--- COURT EXERCICE 1 ---
Dans l'extrait sur les Innuit, quel peuple du Sahara est donné en exemple ?
--- COURT EXERCICE 2 ---
Traduisez en anglais cette phrase de l'extrait sur les Innuit : « Les Innuit, que nous avons pris pour type des populations soumises à l’action du climat le plus âpre, ne sont certainement pas des « primitifs » au point de vue de la race, car, durant l’infini des siècles de croissance, les milieux ont continuellement changé ; mais, en comparaison des peuplades diverses de la zone tropicale, ces habitants du « Grand Nord » peuvent être considérés comme aborigènes, « issus du sol » pour ainsi dire. »
--- COURT EXERCICE 3 ---
Recopiez à l'identique le passage de l'extrait sur les Innuit qui s'ouvre sur les mots contenant « Les Innuit, que » et se ferme sur « au monde historique. ».

┌─ EXTRAIT

Les Innuit, que nous avons pris pour type des populations soumises à l’action du climat le plus âpre, ne sont certainement pas des « primitifs » au point de vue de la race, car, durant l’infini des siècles de croissance, les milieux ont continuellement changé ; mais, en comparaison des peuplades diverses de la zone tropicale, ces habitants du « Grand Nord » peuvent être considérés comme aborigènes, « issus du sol » pour ainsi dire. Au contraire, les groupes ethniques les plus isolés des régions torrides, les Touareg du Sahara, par exemple, ou les Nubiens, les Bedja, les Danakil ou les Somal, riverains du littoral ardent de la mer Rouge et de l’océan des Indes, sont des populations déjà très mélangées, qui, depuis de longs siècles, appartiennent au monde historique.

└─
┌─ MATÉRIEL FOURNI

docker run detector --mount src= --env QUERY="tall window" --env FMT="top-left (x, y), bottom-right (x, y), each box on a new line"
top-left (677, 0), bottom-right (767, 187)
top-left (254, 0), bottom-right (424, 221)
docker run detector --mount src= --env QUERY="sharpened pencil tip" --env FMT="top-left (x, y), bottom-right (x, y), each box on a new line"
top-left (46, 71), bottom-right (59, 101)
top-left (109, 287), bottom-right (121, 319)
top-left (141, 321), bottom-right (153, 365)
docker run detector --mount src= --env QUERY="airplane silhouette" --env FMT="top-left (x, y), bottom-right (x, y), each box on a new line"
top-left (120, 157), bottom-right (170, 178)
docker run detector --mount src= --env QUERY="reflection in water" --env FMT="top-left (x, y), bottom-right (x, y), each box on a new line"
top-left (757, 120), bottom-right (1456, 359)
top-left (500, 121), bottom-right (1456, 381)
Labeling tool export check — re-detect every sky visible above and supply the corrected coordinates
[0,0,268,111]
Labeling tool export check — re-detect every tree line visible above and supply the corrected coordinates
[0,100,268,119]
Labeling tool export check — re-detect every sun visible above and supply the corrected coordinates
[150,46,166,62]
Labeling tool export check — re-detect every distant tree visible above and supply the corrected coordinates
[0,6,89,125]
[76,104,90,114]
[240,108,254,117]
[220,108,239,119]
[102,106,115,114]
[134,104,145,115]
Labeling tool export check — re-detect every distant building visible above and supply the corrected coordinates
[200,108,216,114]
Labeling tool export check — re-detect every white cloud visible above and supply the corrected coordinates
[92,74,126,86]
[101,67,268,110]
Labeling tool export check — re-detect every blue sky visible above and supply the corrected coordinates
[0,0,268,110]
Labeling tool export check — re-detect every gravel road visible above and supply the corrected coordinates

└─

--- RÉPONSE 1 ---
Les Touareg.

--- RÉPONSE 2 ---
The Innuit, whom we have taken as the type of populations subjected to the action of the harshest climate, are certainly not "primitives" from the standpoint of race, for, during the endless centuries of growth, environments have continually changed; but, compared with the various peoples of the tropical zone, these inhabitants of the "Far North" may be considered aborigines, "sprung from the soil," so to speak.

--- RÉPONSE 3 ---
Les Innuit, que nous avons pris pour type des populations soumises à l’action du climat le plus âpre, ne sont certainement pas des « primitifs » au point de vue de la race, car, durant l’infini des siècles de croissance, les milieux ont continuellement changé ; mais, en comparaison des peuplades diverses de la zone tropicale, ces habitants du « Grand Nord » peuvent être considérés comme aborigènes, « issus du sol » pour ainsi dire. Au contraire, les groupes ethniques les plus isolés des régions torrides, les Touareg du Sahara, par exemple, ou les Nubiens, les Bedja, les Danakil ou les Somal, riverains du littoral ardent de la mer Rouge et de l’océan des Indes, sont des populations déjà très mélangées, qui, depuis de longs siècles, appartiennent au monde historique.